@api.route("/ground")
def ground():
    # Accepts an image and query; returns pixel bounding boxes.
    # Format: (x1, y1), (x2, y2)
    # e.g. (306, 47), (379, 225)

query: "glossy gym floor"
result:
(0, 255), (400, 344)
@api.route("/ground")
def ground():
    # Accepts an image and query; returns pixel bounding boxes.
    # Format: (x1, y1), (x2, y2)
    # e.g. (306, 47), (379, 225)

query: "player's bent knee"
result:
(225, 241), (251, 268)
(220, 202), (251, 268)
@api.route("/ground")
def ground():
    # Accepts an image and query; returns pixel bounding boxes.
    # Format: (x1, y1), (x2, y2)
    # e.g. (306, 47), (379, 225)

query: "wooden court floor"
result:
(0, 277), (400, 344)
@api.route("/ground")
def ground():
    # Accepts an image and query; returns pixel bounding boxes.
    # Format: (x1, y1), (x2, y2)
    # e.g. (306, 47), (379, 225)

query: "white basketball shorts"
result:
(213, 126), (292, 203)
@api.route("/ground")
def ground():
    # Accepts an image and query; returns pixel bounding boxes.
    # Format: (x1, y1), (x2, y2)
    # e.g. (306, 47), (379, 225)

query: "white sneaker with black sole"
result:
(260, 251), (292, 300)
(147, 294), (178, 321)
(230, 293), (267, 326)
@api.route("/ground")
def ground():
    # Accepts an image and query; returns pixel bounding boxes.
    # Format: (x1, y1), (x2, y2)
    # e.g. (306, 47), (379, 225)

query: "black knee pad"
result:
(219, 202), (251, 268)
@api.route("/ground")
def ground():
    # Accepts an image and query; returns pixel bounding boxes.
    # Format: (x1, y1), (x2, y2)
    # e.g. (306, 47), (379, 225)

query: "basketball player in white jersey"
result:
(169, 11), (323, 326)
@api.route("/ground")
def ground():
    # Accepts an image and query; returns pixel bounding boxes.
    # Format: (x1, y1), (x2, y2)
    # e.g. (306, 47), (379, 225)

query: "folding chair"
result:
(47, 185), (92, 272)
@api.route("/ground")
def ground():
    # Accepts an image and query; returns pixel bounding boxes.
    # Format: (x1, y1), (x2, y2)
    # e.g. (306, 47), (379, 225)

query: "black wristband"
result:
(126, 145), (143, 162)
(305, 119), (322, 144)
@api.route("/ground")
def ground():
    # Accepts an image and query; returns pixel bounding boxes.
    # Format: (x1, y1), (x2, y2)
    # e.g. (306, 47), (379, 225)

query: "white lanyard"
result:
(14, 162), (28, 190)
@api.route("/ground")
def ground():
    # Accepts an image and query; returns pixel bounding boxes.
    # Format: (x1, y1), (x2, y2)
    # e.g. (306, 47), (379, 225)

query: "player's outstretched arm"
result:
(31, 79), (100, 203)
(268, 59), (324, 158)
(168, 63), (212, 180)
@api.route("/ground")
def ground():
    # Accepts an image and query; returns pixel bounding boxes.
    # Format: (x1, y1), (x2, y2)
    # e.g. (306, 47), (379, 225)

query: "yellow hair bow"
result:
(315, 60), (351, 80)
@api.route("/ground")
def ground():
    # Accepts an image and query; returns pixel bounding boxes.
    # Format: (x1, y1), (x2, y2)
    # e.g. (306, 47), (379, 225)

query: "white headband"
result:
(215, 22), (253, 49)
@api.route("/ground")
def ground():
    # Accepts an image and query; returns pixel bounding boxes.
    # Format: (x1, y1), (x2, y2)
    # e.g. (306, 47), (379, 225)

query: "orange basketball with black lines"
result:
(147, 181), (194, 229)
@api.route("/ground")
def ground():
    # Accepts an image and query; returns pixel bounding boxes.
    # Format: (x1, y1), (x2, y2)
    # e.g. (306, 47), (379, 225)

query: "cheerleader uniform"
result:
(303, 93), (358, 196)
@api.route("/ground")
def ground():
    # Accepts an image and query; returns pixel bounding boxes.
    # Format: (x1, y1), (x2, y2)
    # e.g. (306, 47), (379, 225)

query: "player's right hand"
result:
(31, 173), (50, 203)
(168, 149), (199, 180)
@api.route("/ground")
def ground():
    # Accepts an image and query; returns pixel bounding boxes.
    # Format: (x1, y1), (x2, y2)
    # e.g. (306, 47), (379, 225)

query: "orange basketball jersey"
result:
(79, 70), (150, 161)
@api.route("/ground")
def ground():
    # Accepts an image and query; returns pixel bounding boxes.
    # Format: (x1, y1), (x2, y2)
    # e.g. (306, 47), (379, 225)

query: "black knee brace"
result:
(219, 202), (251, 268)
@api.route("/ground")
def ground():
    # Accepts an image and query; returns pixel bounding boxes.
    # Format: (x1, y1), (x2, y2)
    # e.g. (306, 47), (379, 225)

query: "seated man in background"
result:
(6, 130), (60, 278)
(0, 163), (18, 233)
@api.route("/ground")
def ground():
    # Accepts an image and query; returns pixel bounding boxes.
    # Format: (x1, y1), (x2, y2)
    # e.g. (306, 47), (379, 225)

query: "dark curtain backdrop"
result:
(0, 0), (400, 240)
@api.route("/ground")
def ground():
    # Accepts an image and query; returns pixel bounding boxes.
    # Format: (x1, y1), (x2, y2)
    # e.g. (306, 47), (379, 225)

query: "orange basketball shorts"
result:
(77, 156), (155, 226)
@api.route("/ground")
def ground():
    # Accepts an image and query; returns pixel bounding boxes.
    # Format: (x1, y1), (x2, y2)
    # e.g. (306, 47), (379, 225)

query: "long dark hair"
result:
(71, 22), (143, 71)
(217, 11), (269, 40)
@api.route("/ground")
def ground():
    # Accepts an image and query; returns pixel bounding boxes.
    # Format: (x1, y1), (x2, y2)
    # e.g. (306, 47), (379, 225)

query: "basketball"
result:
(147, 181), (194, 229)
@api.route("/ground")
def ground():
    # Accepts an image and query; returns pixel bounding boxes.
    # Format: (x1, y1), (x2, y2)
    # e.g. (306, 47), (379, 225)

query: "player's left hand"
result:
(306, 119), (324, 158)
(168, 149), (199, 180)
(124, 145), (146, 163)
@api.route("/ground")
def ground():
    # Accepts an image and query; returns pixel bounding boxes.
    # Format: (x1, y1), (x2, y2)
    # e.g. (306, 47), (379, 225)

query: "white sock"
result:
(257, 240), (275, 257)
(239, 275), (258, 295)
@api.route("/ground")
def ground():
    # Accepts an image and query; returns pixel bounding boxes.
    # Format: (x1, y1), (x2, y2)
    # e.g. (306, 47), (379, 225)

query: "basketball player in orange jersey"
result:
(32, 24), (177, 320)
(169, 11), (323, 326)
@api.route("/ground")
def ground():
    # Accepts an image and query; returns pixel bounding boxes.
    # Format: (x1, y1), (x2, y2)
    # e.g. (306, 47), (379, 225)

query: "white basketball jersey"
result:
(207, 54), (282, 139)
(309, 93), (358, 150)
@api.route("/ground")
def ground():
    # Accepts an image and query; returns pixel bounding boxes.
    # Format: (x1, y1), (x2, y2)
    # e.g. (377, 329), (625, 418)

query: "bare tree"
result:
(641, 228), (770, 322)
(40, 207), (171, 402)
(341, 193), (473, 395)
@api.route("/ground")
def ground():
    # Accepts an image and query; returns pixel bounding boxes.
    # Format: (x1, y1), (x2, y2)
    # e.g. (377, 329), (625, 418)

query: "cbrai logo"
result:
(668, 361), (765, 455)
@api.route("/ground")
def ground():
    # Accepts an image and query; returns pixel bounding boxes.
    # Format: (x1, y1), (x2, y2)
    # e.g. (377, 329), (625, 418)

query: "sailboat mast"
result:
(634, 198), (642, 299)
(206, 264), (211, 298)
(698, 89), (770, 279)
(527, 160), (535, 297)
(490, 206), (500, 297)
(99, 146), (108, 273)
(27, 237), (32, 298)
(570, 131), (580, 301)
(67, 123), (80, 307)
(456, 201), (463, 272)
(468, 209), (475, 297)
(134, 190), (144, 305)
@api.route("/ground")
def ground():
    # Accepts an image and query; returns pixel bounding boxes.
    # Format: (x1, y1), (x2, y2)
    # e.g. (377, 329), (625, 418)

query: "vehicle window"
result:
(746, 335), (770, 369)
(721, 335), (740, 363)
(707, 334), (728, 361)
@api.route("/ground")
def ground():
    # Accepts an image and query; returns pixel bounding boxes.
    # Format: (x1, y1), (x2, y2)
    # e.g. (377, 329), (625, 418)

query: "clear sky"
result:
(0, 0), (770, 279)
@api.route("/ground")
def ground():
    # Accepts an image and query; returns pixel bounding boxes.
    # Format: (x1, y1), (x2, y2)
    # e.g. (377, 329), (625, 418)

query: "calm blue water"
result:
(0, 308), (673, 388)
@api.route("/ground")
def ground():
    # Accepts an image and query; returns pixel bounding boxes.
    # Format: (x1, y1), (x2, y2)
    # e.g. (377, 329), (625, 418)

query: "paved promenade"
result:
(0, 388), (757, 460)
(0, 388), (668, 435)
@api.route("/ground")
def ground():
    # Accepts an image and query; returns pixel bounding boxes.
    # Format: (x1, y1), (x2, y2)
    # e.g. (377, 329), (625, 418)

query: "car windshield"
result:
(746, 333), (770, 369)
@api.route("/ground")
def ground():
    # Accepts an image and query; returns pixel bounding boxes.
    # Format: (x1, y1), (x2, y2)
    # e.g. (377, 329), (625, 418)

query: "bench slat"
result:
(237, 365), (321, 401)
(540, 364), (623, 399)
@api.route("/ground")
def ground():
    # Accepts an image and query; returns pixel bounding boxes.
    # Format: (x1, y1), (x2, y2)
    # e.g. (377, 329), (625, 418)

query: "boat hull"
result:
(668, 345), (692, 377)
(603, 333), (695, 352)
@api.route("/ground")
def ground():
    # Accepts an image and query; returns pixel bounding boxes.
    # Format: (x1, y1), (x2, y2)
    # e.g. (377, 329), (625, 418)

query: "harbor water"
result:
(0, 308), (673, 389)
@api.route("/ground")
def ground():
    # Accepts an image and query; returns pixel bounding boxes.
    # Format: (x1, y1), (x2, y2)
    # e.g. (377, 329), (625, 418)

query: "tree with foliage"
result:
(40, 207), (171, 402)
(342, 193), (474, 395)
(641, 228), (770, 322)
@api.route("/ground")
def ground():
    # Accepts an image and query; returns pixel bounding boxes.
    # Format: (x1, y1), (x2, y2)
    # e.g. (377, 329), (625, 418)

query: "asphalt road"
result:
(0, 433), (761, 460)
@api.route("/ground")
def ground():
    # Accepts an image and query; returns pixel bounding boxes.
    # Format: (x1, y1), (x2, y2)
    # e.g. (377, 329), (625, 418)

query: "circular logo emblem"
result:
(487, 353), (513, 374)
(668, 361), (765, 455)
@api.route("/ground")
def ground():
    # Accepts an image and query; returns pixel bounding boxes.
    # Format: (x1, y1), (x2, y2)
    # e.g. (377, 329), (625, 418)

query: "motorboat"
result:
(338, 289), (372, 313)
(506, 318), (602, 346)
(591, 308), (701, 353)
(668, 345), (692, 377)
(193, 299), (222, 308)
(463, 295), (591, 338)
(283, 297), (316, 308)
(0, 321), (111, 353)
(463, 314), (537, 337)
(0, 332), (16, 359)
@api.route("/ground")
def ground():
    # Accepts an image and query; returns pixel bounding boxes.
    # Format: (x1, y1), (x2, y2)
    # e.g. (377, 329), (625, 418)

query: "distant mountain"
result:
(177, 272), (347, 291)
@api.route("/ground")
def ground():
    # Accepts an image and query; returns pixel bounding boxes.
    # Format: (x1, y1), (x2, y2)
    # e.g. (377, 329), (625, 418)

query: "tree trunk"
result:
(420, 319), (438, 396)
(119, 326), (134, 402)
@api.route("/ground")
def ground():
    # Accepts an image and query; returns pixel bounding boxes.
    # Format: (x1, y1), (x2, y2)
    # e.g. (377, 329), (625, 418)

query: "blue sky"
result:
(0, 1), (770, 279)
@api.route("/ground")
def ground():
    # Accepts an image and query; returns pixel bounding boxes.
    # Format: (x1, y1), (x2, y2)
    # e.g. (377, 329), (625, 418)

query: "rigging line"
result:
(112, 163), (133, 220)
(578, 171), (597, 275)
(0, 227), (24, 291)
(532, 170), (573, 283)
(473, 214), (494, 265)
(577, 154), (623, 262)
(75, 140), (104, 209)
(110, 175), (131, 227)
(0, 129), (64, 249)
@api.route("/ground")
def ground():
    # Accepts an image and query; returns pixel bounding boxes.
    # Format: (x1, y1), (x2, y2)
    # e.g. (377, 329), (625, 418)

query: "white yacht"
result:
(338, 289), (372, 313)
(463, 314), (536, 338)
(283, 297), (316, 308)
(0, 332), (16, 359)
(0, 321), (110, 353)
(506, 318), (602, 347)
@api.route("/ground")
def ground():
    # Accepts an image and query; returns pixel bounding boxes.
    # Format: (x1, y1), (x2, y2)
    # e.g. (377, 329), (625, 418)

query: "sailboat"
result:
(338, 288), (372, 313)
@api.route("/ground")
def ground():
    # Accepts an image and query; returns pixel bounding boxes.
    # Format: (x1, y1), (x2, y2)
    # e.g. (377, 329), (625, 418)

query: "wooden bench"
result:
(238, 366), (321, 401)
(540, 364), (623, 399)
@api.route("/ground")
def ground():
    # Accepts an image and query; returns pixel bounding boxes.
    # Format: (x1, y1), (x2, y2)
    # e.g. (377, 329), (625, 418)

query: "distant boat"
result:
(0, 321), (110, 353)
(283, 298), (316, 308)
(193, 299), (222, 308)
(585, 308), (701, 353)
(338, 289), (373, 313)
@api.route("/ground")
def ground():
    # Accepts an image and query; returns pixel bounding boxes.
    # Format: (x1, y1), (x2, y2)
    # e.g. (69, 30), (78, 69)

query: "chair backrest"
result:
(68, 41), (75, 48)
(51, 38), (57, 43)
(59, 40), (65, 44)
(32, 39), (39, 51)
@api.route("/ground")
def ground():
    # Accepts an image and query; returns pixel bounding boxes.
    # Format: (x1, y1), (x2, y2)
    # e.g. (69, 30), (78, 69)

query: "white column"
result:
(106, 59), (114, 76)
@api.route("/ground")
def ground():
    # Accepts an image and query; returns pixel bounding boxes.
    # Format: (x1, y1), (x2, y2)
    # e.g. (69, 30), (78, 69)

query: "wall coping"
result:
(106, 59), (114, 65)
==================================================
Goal of the exercise: How many lines in the records above contain the string "white"? Reply with the number alone.

Answer to this task: 9